··· GIVEN ENTRIES
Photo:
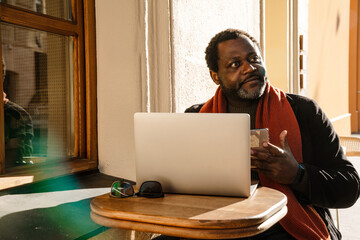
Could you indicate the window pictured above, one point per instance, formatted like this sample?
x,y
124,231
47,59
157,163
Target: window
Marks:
x,y
49,73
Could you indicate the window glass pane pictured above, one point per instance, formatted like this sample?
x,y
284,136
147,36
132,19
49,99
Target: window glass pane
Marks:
x,y
39,117
55,8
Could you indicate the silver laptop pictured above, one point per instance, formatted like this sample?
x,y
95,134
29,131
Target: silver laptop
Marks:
x,y
192,153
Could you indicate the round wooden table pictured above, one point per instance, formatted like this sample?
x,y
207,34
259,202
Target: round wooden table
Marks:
x,y
193,216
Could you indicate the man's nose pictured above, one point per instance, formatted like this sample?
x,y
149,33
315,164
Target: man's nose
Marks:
x,y
247,67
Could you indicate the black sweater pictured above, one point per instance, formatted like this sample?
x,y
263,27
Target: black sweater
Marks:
x,y
332,181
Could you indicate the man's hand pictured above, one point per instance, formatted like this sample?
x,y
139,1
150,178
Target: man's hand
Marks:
x,y
277,163
4,98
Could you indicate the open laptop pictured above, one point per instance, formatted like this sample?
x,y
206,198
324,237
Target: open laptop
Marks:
x,y
192,153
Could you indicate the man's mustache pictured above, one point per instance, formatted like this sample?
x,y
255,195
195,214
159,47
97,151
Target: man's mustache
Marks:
x,y
250,78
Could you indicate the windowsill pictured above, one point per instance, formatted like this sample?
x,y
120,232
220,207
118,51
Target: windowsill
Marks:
x,y
21,175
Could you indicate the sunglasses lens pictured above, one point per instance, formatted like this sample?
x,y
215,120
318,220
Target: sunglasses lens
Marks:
x,y
121,189
151,189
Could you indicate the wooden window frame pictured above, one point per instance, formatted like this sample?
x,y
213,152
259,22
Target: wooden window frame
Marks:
x,y
82,29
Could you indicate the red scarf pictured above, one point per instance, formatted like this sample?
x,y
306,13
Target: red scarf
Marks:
x,y
275,113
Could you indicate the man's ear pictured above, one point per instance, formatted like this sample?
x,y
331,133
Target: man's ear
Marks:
x,y
214,77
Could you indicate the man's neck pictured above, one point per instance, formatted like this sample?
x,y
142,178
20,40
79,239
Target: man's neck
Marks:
x,y
244,106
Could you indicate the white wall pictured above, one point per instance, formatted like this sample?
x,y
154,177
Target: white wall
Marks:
x,y
195,22
124,80
119,29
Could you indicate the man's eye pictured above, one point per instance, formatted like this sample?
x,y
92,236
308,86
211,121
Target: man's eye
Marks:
x,y
255,59
235,64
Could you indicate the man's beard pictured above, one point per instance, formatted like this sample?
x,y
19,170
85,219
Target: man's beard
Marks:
x,y
241,94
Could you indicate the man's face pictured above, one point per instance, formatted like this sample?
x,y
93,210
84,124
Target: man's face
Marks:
x,y
241,74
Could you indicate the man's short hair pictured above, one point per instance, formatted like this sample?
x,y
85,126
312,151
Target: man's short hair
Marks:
x,y
211,52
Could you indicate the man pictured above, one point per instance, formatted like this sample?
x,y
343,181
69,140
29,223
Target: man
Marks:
x,y
303,158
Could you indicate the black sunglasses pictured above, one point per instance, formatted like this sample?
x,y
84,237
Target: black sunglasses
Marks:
x,y
148,189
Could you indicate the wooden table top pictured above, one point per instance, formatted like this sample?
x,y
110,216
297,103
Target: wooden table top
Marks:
x,y
194,215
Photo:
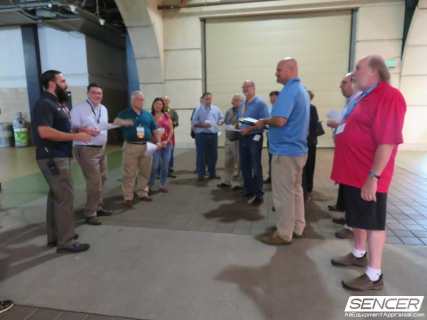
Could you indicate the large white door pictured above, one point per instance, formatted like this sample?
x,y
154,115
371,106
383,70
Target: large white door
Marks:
x,y
249,48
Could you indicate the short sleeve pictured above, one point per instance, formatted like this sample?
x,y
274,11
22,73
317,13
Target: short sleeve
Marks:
x,y
264,113
388,123
284,105
75,118
153,125
195,118
45,116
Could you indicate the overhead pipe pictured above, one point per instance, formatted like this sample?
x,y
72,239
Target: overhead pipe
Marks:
x,y
206,4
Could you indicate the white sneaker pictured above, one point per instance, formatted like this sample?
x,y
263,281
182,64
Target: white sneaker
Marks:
x,y
251,200
5,305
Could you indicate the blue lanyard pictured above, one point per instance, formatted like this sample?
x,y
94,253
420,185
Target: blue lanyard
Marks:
x,y
92,107
354,101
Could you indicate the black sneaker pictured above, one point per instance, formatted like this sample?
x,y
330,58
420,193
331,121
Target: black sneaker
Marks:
x,y
223,185
338,221
53,244
74,248
5,305
257,201
93,221
104,212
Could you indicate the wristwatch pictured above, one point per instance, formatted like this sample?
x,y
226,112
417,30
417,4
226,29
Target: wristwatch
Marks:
x,y
373,175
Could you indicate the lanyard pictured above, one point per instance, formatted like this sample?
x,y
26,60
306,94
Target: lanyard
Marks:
x,y
92,107
359,97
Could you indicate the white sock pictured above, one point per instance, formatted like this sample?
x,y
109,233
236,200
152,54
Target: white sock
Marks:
x,y
373,274
358,253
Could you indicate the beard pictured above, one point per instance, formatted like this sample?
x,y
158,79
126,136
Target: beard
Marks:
x,y
62,94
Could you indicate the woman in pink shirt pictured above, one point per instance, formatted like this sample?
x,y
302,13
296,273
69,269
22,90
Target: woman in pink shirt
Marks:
x,y
162,156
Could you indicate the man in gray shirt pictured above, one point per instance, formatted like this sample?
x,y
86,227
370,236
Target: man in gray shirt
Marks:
x,y
231,145
91,116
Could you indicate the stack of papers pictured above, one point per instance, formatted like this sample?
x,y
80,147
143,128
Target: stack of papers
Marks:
x,y
248,121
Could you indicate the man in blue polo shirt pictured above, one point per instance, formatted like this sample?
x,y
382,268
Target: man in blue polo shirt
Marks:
x,y
138,128
251,144
288,144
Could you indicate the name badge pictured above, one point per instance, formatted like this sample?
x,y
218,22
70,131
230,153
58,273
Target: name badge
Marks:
x,y
340,129
257,137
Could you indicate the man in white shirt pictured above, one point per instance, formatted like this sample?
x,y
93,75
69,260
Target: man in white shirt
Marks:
x,y
91,117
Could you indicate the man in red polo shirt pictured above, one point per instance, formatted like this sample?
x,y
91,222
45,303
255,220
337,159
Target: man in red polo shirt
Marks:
x,y
365,154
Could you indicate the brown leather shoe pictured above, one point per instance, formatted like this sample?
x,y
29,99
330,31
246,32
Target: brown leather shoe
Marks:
x,y
273,239
350,260
273,229
145,198
128,203
344,234
363,283
338,221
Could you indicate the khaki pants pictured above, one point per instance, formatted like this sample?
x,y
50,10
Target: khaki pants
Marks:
x,y
136,170
93,163
231,162
59,210
288,196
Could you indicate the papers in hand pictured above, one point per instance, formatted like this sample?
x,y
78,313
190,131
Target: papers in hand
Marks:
x,y
230,127
248,121
151,148
112,126
335,116
213,124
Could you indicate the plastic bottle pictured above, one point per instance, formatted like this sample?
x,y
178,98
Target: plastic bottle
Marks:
x,y
20,131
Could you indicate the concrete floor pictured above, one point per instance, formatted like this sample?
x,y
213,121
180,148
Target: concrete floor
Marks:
x,y
191,254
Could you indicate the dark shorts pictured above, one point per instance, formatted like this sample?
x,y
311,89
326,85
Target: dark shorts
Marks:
x,y
362,214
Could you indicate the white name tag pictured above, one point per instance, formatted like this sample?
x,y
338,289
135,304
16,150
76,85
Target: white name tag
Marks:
x,y
340,129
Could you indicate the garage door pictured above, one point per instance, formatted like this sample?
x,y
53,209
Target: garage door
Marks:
x,y
249,48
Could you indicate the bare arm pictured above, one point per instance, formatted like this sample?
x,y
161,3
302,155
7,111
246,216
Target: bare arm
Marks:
x,y
381,158
48,133
273,122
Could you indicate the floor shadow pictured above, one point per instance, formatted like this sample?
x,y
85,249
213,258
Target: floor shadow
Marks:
x,y
276,287
18,255
233,212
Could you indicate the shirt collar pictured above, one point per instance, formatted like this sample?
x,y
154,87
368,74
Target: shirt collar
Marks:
x,y
292,80
50,96
370,89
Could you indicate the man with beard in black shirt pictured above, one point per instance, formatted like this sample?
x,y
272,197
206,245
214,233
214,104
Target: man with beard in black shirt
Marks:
x,y
53,139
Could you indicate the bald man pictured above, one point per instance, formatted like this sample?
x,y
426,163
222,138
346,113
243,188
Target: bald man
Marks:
x,y
365,152
251,143
231,146
351,93
288,144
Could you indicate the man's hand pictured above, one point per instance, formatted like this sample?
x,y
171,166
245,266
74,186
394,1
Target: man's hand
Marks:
x,y
82,136
124,122
332,124
91,131
246,131
369,189
203,125
260,124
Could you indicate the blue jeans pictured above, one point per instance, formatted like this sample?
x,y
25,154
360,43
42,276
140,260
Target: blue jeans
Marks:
x,y
251,166
172,161
160,164
206,148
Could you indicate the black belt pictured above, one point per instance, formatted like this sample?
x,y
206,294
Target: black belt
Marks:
x,y
88,146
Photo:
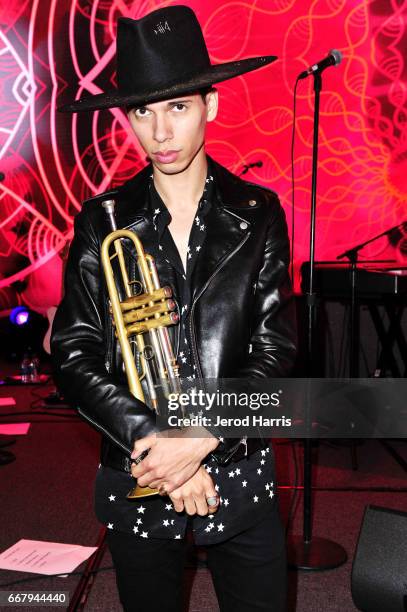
······
▶ _WHAT TO WORK ON_
What this exercise asks for is every line of the data above with the word "silver".

▶ _TASK SOLUTION_
Could you indicate the silver laptop pictured above, one point per instance, formatted like this sample?
Target: silver laptop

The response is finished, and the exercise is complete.